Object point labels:
begin

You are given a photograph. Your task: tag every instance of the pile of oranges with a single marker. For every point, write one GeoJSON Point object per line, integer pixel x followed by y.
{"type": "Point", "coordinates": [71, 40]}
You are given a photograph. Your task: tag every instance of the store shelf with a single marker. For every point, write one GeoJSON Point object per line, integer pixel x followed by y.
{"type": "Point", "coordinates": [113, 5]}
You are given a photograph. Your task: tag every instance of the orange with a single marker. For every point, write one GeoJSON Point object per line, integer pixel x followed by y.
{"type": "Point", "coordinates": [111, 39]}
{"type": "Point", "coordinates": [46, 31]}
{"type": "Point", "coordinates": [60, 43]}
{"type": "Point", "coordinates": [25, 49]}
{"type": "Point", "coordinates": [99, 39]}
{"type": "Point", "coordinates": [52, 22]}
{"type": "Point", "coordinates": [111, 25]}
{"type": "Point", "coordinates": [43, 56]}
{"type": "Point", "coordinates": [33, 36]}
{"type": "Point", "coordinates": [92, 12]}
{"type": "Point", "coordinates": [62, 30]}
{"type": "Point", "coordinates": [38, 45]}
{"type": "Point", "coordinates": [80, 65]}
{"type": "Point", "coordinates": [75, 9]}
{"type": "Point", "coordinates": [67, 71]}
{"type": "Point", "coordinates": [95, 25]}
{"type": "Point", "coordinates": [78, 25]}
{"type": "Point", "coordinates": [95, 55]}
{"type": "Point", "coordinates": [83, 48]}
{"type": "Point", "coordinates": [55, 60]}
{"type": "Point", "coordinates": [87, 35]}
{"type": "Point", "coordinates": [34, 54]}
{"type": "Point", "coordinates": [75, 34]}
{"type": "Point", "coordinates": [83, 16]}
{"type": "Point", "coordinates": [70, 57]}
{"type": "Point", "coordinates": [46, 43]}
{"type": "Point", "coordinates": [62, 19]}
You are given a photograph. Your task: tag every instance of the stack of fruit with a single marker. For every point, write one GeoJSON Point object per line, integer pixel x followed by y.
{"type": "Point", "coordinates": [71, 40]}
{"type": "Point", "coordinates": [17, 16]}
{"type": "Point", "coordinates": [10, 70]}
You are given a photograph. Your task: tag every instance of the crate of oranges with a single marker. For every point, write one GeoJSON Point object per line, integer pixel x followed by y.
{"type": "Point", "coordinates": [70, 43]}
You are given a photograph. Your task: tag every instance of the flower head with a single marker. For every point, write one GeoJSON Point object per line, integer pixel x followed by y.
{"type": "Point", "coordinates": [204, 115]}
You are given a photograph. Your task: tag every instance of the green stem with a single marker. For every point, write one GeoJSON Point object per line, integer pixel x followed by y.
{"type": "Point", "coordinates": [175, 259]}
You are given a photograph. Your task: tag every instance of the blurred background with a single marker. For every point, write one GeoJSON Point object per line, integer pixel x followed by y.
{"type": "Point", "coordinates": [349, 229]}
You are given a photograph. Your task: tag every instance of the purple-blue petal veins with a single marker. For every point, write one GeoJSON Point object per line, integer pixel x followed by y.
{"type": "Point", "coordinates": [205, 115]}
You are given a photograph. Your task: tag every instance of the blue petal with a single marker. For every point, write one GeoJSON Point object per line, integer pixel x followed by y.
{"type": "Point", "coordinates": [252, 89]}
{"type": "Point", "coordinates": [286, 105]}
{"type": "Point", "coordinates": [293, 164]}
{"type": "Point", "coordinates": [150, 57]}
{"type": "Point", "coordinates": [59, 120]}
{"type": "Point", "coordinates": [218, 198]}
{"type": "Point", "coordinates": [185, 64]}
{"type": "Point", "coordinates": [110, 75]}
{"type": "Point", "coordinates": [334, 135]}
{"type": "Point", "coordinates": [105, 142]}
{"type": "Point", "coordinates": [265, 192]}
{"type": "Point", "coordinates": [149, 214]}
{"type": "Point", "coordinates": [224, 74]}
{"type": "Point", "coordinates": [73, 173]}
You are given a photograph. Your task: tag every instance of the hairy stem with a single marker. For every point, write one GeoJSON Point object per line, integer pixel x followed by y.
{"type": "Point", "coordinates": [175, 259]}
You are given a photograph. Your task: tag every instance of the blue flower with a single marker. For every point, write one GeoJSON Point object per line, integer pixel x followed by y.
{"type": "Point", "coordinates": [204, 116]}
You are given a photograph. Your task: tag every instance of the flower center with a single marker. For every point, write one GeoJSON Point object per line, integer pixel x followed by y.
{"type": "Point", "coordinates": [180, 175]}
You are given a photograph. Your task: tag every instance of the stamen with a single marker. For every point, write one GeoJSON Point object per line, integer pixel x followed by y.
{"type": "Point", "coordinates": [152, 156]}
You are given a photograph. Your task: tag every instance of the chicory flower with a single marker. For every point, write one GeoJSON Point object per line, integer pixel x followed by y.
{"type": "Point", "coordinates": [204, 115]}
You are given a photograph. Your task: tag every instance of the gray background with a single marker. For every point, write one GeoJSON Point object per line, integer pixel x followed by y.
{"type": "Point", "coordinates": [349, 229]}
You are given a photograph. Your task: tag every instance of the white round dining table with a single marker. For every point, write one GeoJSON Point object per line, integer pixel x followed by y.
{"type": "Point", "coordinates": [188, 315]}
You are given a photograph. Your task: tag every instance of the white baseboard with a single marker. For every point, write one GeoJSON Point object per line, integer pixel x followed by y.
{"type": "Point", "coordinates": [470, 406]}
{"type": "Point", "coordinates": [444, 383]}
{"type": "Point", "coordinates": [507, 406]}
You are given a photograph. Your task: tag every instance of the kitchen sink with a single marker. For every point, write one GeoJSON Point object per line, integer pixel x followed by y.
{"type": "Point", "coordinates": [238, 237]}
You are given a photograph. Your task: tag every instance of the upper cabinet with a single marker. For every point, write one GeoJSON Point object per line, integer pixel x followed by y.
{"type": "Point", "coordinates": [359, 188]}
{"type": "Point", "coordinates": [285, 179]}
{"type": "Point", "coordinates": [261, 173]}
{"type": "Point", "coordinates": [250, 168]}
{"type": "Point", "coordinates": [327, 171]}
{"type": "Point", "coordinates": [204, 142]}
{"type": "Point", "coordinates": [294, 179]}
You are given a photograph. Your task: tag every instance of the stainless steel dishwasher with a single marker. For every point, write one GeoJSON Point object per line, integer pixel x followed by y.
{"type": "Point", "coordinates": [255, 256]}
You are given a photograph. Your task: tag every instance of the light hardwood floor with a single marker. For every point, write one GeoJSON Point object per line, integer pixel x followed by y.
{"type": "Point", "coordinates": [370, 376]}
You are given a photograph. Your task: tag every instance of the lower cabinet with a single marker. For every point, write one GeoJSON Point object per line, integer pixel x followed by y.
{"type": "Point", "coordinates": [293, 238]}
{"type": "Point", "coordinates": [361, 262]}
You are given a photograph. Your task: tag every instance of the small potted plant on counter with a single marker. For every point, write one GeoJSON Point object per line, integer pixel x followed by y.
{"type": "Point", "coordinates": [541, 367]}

end

→ **GIVEN EXERCISE**
Please output all of the material above line for line, with no changes.

→ **RESPONSE TO THE EXERCISE**
You are given a photograph. Your task: tag every instance of the pile of oranges with a single marker. For every point, write one GeoJSON Point object per line, integer pixel x followed by y.
{"type": "Point", "coordinates": [71, 40]}
You are given a photograph. Your task: tag every instance of the store shelf with a single marker. For every point, write one GeoJSON Point object per line, integer pixel x followed by y.
{"type": "Point", "coordinates": [113, 5]}
You are given a photograph. Your task: tag every instance of the orange with a single marker. For every point, write one GeoJSON Point object per line, integer pixel x followed by y.
{"type": "Point", "coordinates": [111, 39]}
{"type": "Point", "coordinates": [46, 31]}
{"type": "Point", "coordinates": [60, 43]}
{"type": "Point", "coordinates": [25, 49]}
{"type": "Point", "coordinates": [99, 39]}
{"type": "Point", "coordinates": [52, 22]}
{"type": "Point", "coordinates": [111, 25]}
{"type": "Point", "coordinates": [43, 56]}
{"type": "Point", "coordinates": [33, 36]}
{"type": "Point", "coordinates": [92, 12]}
{"type": "Point", "coordinates": [62, 30]}
{"type": "Point", "coordinates": [38, 45]}
{"type": "Point", "coordinates": [80, 65]}
{"type": "Point", "coordinates": [75, 9]}
{"type": "Point", "coordinates": [67, 71]}
{"type": "Point", "coordinates": [95, 25]}
{"type": "Point", "coordinates": [78, 25]}
{"type": "Point", "coordinates": [95, 55]}
{"type": "Point", "coordinates": [83, 48]}
{"type": "Point", "coordinates": [55, 60]}
{"type": "Point", "coordinates": [87, 35]}
{"type": "Point", "coordinates": [34, 54]}
{"type": "Point", "coordinates": [75, 34]}
{"type": "Point", "coordinates": [83, 16]}
{"type": "Point", "coordinates": [70, 57]}
{"type": "Point", "coordinates": [46, 43]}
{"type": "Point", "coordinates": [62, 19]}
You are given a photograph. Your task: tag every instance of the stack of fruit with a single marker. For every point, write one GeoJSON Point object per line, integer pixel x followed by y.
{"type": "Point", "coordinates": [71, 40]}
{"type": "Point", "coordinates": [17, 16]}
{"type": "Point", "coordinates": [10, 70]}
You are given a photograph. Your task: tag every instance of the crate of oranges with a single marker. For every point, write one GeoJSON Point object per line, integer pixel x followed by y.
{"type": "Point", "coordinates": [70, 43]}
You are given a photograph. Your task: tag every instance of the flower head with a single marker. For every point, write one GeoJSON Point object per line, integer pixel x followed by y.
{"type": "Point", "coordinates": [204, 115]}
You are given a photograph. Your task: tag every instance of the green stem with a single marker. For every point, write one GeoJSON Point object per line, integer pixel x followed by y.
{"type": "Point", "coordinates": [175, 259]}
You are given a photograph. Your task: tag every instance of the blurred background with a single marker. For every point, write one GeoJSON Point object per line, integer pixel x followed by y.
{"type": "Point", "coordinates": [349, 229]}
You are given a photograph. Your task: tag every instance of the purple-blue petal veins with a single marker. For every point, write one GeoJSON Point object per line, integer pixel x followed by y.
{"type": "Point", "coordinates": [205, 115]}
You are given a photograph. Your task: tag every instance of the blue petal with a single marker. For every point, write one GeoJSON Point object per line, integer pixel x followed by y.
{"type": "Point", "coordinates": [252, 89]}
{"type": "Point", "coordinates": [286, 105]}
{"type": "Point", "coordinates": [293, 164]}
{"type": "Point", "coordinates": [150, 57]}
{"type": "Point", "coordinates": [59, 120]}
{"type": "Point", "coordinates": [218, 198]}
{"type": "Point", "coordinates": [185, 64]}
{"type": "Point", "coordinates": [110, 75]}
{"type": "Point", "coordinates": [334, 135]}
{"type": "Point", "coordinates": [105, 142]}
{"type": "Point", "coordinates": [265, 192]}
{"type": "Point", "coordinates": [149, 214]}
{"type": "Point", "coordinates": [224, 74]}
{"type": "Point", "coordinates": [73, 173]}
You are given a photograph. Your task: tag every instance of the hairy stem with a single marker. For every point, write one GeoJSON Point object per line, integer pixel x followed by y.
{"type": "Point", "coordinates": [175, 259]}
You are given a photograph. Your task: tag every instance of the blue flower with a single marker. For every point, write one GeoJSON Point object per line, integer pixel x followed by y.
{"type": "Point", "coordinates": [204, 116]}
You are given a photograph. Your task: tag every instance of the flower center with a single marker. For every point, write one GeoJSON Point object per line, integer pixel x followed by y.
{"type": "Point", "coordinates": [180, 175]}
You are given a photograph. Your task: tag every instance of the stamen with a single marker. For every point, write one GeoJSON Point object per line, integer pixel x followed by y.
{"type": "Point", "coordinates": [152, 156]}
You are given a photograph. Your task: tag every instance of the chicory flower with a single marker. For every point, write one GeoJSON Point object per line, integer pixel x followed by y.
{"type": "Point", "coordinates": [204, 115]}
You are given a photograph. Your task: tag every instance of the gray background with a single marker. For every point, write one GeoJSON Point object per line, integer pixel x followed by y.
{"type": "Point", "coordinates": [349, 229]}
You are given a photograph. Your task: tag every instance of the white round dining table with a single marker. For every point, write one GeoJSON Point object per line, integer pixel x followed by y.
{"type": "Point", "coordinates": [188, 315]}
You are given a photograph. Your task: tag every instance of the white baseboard with a single marker. For every point, write one GeoJSON Point object per line, integer pixel x followed by y.
{"type": "Point", "coordinates": [470, 406]}
{"type": "Point", "coordinates": [444, 383]}
{"type": "Point", "coordinates": [507, 406]}
You are given a photograph. Your task: tag every instance of the kitchen sink with a single marker. For every point, write one GeoJSON Point object per line, integer pixel x followed by y.
{"type": "Point", "coordinates": [238, 237]}
You are given a photograph. Your task: tag every instance of the upper cabinet with a single marker. For every point, write one GeoJSON Point object per line, integer pixel x followed by y.
{"type": "Point", "coordinates": [359, 188]}
{"type": "Point", "coordinates": [285, 179]}
{"type": "Point", "coordinates": [261, 173]}
{"type": "Point", "coordinates": [250, 168]}
{"type": "Point", "coordinates": [327, 171]}
{"type": "Point", "coordinates": [204, 142]}
{"type": "Point", "coordinates": [294, 179]}
You are given a photograph. Your task: tag every instance of the stainless steel dishwasher with a single marker. For every point, write one GeoJSON Point object per line, integer pixel x followed by y.
{"type": "Point", "coordinates": [255, 256]}
You are given a photograph. Your task: tag every instance of the light hardwood floor with a single marker. For every point, write one GeoJSON Point object per line, integer pixel x followed by y.
{"type": "Point", "coordinates": [370, 376]}
You are given a photograph. Your task: tag every instance of the lower cabinet with a single marker. For every point, write one GeoJSON Point object per line, integer pixel x followed by y.
{"type": "Point", "coordinates": [293, 238]}
{"type": "Point", "coordinates": [361, 262]}
You are given a photograph. Your task: tag every instance of the small potted plant on counter with a single marker. For every point, write one GeoJSON Point object per line, integer pixel x followed by y.
{"type": "Point", "coordinates": [541, 367]}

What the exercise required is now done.